Records for the exercise:
◇ ◇ ◇ ◇
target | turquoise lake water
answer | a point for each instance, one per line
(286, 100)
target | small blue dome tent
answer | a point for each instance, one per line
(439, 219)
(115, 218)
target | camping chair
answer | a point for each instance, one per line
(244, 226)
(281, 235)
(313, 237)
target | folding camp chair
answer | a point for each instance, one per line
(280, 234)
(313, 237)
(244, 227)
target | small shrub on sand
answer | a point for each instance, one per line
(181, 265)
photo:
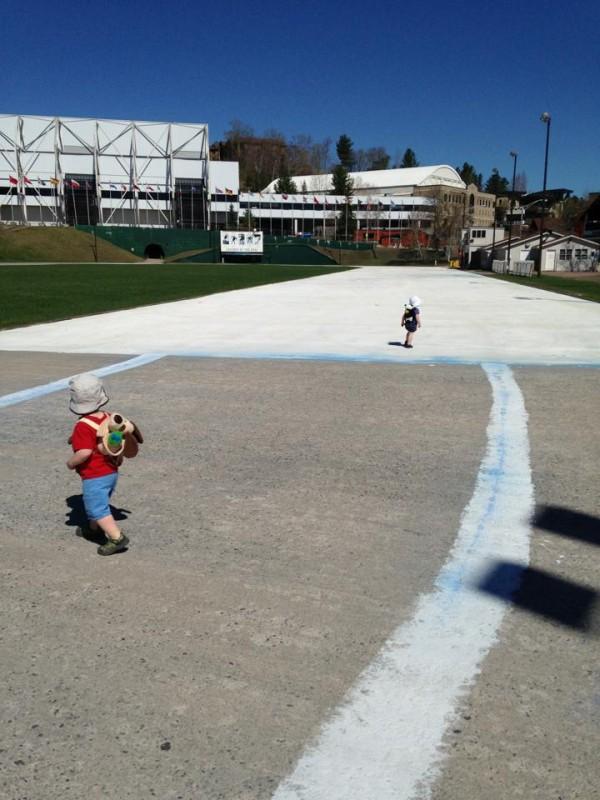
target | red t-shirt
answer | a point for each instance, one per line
(84, 438)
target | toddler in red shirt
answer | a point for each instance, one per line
(98, 472)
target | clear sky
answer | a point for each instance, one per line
(455, 81)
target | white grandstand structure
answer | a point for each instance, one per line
(72, 170)
(386, 182)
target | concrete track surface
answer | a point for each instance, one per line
(299, 516)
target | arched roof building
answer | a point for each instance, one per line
(412, 180)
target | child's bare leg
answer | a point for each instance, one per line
(109, 527)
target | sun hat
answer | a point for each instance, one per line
(87, 394)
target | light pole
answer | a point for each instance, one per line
(514, 155)
(546, 119)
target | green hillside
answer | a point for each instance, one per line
(56, 244)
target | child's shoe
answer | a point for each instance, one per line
(86, 532)
(112, 546)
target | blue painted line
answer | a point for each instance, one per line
(138, 361)
(56, 386)
(372, 358)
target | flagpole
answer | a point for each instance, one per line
(335, 219)
(87, 200)
(74, 206)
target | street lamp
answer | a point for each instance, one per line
(514, 155)
(546, 119)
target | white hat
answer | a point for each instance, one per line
(87, 394)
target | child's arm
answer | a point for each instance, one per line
(78, 458)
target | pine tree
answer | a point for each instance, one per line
(469, 175)
(496, 184)
(345, 151)
(409, 159)
(285, 185)
(346, 221)
(342, 182)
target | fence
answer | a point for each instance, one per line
(523, 268)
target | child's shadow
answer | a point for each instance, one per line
(76, 518)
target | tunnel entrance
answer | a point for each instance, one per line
(154, 251)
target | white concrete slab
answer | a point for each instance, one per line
(355, 314)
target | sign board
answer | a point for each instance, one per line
(242, 242)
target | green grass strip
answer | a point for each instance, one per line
(575, 287)
(31, 293)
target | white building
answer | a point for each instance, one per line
(114, 172)
(409, 181)
(560, 252)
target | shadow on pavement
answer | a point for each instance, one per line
(76, 517)
(566, 522)
(556, 599)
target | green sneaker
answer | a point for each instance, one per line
(86, 532)
(111, 546)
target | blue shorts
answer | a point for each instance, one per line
(96, 495)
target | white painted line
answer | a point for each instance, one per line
(47, 388)
(384, 741)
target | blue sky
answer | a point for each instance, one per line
(456, 81)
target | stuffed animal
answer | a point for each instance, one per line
(116, 436)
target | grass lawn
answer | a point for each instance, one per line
(587, 287)
(57, 244)
(44, 293)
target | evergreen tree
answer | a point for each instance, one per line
(345, 151)
(285, 185)
(409, 159)
(496, 184)
(346, 221)
(342, 182)
(469, 175)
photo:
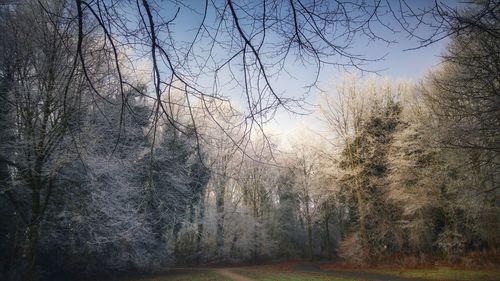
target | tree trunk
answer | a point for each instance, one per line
(327, 238)
(33, 235)
(220, 219)
(362, 224)
(200, 229)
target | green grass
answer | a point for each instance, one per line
(446, 274)
(272, 275)
(198, 275)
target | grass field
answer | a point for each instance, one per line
(272, 273)
(445, 274)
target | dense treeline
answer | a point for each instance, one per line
(93, 182)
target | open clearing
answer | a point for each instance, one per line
(313, 272)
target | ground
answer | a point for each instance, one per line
(317, 272)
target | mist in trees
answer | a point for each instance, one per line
(116, 156)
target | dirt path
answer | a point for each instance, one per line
(229, 274)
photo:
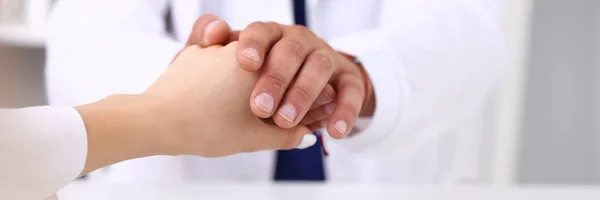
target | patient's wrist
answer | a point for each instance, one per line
(119, 128)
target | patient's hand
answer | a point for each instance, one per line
(202, 104)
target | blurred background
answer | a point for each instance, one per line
(541, 126)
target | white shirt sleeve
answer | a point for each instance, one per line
(42, 149)
(431, 68)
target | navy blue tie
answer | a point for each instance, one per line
(305, 164)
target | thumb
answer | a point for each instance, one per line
(299, 137)
(209, 30)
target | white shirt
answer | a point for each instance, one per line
(42, 149)
(432, 62)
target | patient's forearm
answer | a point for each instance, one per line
(115, 126)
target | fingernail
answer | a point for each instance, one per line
(210, 28)
(307, 141)
(323, 99)
(264, 102)
(329, 108)
(341, 126)
(251, 54)
(288, 112)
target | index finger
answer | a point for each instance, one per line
(210, 30)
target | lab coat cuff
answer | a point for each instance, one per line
(66, 141)
(390, 88)
(57, 141)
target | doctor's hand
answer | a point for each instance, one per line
(202, 97)
(300, 74)
(199, 106)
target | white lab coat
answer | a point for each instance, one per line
(432, 63)
(42, 149)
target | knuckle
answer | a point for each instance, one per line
(301, 31)
(276, 80)
(289, 142)
(258, 142)
(352, 108)
(255, 26)
(323, 61)
(273, 27)
(293, 48)
(298, 29)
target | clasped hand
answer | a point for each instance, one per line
(303, 81)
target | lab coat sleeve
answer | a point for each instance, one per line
(97, 48)
(42, 149)
(432, 66)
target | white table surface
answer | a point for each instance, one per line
(21, 36)
(319, 192)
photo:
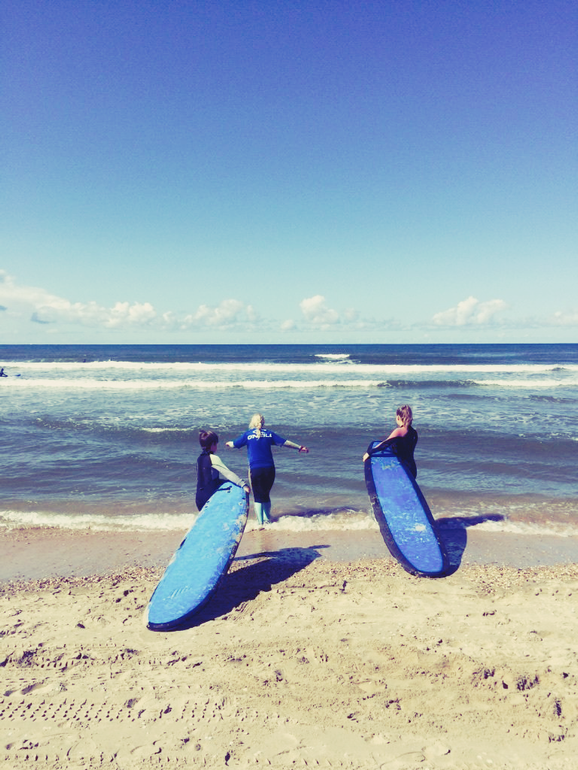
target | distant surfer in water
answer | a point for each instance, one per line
(208, 468)
(403, 439)
(261, 466)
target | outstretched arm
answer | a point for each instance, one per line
(299, 447)
(394, 434)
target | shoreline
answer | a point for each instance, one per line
(36, 553)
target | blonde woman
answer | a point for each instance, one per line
(403, 438)
(259, 441)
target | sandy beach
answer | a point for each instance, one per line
(300, 661)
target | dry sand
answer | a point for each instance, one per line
(297, 662)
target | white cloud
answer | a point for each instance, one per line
(565, 319)
(230, 312)
(317, 313)
(470, 312)
(44, 308)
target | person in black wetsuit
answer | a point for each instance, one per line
(208, 468)
(403, 439)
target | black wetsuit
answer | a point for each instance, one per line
(208, 480)
(404, 447)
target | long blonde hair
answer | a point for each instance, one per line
(257, 421)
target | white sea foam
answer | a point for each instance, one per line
(340, 521)
(328, 364)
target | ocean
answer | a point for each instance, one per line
(105, 437)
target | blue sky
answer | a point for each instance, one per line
(292, 171)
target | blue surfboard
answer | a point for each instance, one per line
(204, 556)
(403, 515)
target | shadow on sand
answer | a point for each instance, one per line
(244, 585)
(453, 532)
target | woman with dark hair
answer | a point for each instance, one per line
(403, 438)
(208, 468)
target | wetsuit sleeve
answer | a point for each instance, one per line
(240, 441)
(220, 466)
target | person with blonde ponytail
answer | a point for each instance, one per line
(403, 438)
(259, 441)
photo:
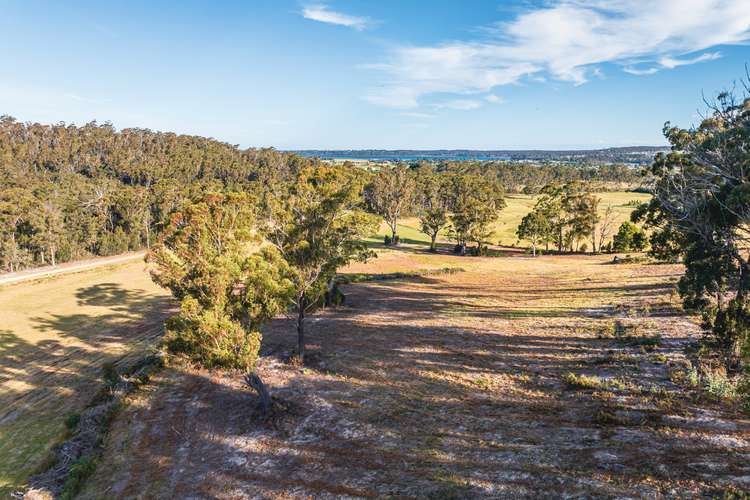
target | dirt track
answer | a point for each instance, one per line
(449, 387)
(68, 267)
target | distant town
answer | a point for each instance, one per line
(633, 155)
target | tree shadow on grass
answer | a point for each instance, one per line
(43, 382)
(391, 406)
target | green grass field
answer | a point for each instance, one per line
(518, 205)
(55, 335)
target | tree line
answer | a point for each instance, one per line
(70, 192)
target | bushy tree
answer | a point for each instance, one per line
(535, 228)
(475, 205)
(317, 225)
(570, 213)
(391, 194)
(228, 283)
(434, 200)
(629, 238)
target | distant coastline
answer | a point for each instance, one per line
(627, 155)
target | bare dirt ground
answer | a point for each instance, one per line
(448, 386)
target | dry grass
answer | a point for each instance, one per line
(54, 337)
(518, 205)
(447, 386)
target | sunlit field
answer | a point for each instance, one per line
(506, 375)
(54, 337)
(518, 205)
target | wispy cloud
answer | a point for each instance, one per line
(322, 13)
(564, 40)
(671, 63)
(416, 114)
(460, 104)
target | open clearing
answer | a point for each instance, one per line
(446, 386)
(449, 386)
(519, 205)
(54, 337)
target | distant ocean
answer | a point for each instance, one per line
(405, 155)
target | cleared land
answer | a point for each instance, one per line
(518, 205)
(503, 380)
(464, 384)
(54, 337)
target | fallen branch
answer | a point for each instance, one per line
(264, 398)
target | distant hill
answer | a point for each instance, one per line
(629, 155)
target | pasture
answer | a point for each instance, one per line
(518, 205)
(504, 379)
(55, 335)
(501, 376)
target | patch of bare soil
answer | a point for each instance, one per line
(449, 387)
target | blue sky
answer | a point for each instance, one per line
(375, 74)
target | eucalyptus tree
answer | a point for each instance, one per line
(391, 194)
(701, 206)
(316, 223)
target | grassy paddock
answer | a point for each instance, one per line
(518, 205)
(55, 336)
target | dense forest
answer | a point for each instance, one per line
(69, 192)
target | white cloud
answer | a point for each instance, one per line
(321, 13)
(564, 40)
(670, 63)
(460, 104)
(640, 72)
(416, 114)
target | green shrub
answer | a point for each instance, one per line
(79, 472)
(210, 337)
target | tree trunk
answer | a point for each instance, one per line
(301, 330)
(264, 398)
(593, 241)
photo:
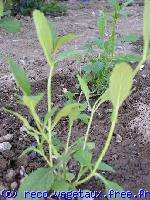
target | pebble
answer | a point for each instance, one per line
(118, 138)
(5, 146)
(10, 175)
(7, 137)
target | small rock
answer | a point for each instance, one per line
(14, 185)
(22, 171)
(118, 138)
(7, 137)
(10, 175)
(3, 164)
(5, 146)
(23, 129)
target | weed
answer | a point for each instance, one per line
(56, 175)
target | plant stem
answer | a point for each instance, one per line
(104, 151)
(88, 128)
(49, 89)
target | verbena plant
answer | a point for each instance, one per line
(97, 72)
(9, 25)
(56, 175)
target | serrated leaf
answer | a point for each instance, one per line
(44, 33)
(10, 25)
(20, 77)
(109, 185)
(64, 112)
(63, 40)
(102, 23)
(60, 184)
(121, 81)
(39, 180)
(1, 8)
(84, 88)
(84, 157)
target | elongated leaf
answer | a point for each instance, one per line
(64, 112)
(70, 54)
(44, 33)
(1, 8)
(39, 180)
(20, 77)
(109, 185)
(102, 23)
(63, 40)
(120, 85)
(84, 157)
(84, 88)
(10, 25)
(105, 167)
(60, 184)
(146, 29)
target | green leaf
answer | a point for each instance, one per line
(63, 40)
(10, 25)
(84, 88)
(146, 29)
(44, 34)
(70, 54)
(20, 77)
(102, 23)
(128, 58)
(60, 184)
(121, 81)
(109, 185)
(39, 180)
(64, 112)
(70, 176)
(1, 8)
(86, 195)
(105, 167)
(129, 38)
(84, 157)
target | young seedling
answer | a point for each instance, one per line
(56, 175)
(97, 72)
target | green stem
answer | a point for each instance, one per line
(49, 89)
(104, 151)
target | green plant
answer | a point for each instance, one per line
(26, 7)
(56, 175)
(8, 24)
(98, 71)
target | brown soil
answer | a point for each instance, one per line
(130, 157)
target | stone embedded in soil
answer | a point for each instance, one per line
(6, 138)
(5, 146)
(118, 138)
(3, 164)
(23, 161)
(10, 175)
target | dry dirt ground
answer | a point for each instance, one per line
(130, 154)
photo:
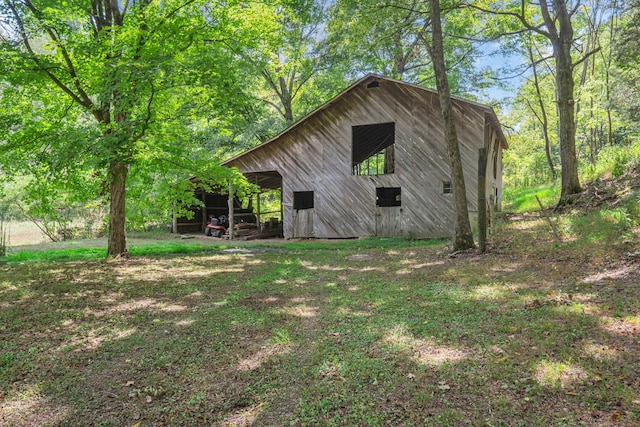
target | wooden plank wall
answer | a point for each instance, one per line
(316, 156)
◇ ◇ ◇ ◇
Exercise instructions: Quote, word for word and nothing more, every line from the line with "target | green leaf" to the end of the entries, including both ends; skip any pictures.

Task result:
target | green leaf
answer | a point for each instance, one per line
(63, 40)
(10, 25)
(84, 88)
(146, 29)
(44, 34)
(70, 54)
(20, 77)
(102, 23)
(128, 58)
(60, 184)
(121, 81)
(109, 185)
(39, 180)
(64, 112)
(70, 176)
(1, 8)
(86, 195)
(105, 167)
(129, 38)
(84, 157)
target | young seedling
answer | a point for each instance, one per line
(56, 175)
(97, 72)
target | green stem
answer | a point for each instance, one per line
(49, 89)
(104, 151)
target | green plant
answer | a point for each instance, one per line
(26, 7)
(56, 175)
(8, 24)
(98, 71)
target | brown soil
answer | a point for each instance, one per line
(130, 157)
target | stone embedded in soil
answer | a point for each instance, one per line
(6, 138)
(5, 146)
(118, 138)
(3, 164)
(23, 161)
(10, 175)
target | dry dirt ground
answer | a point for each instance, one per line
(130, 154)
photo:
target | wooden plank wall
answer | a point for each instance, one per line
(316, 156)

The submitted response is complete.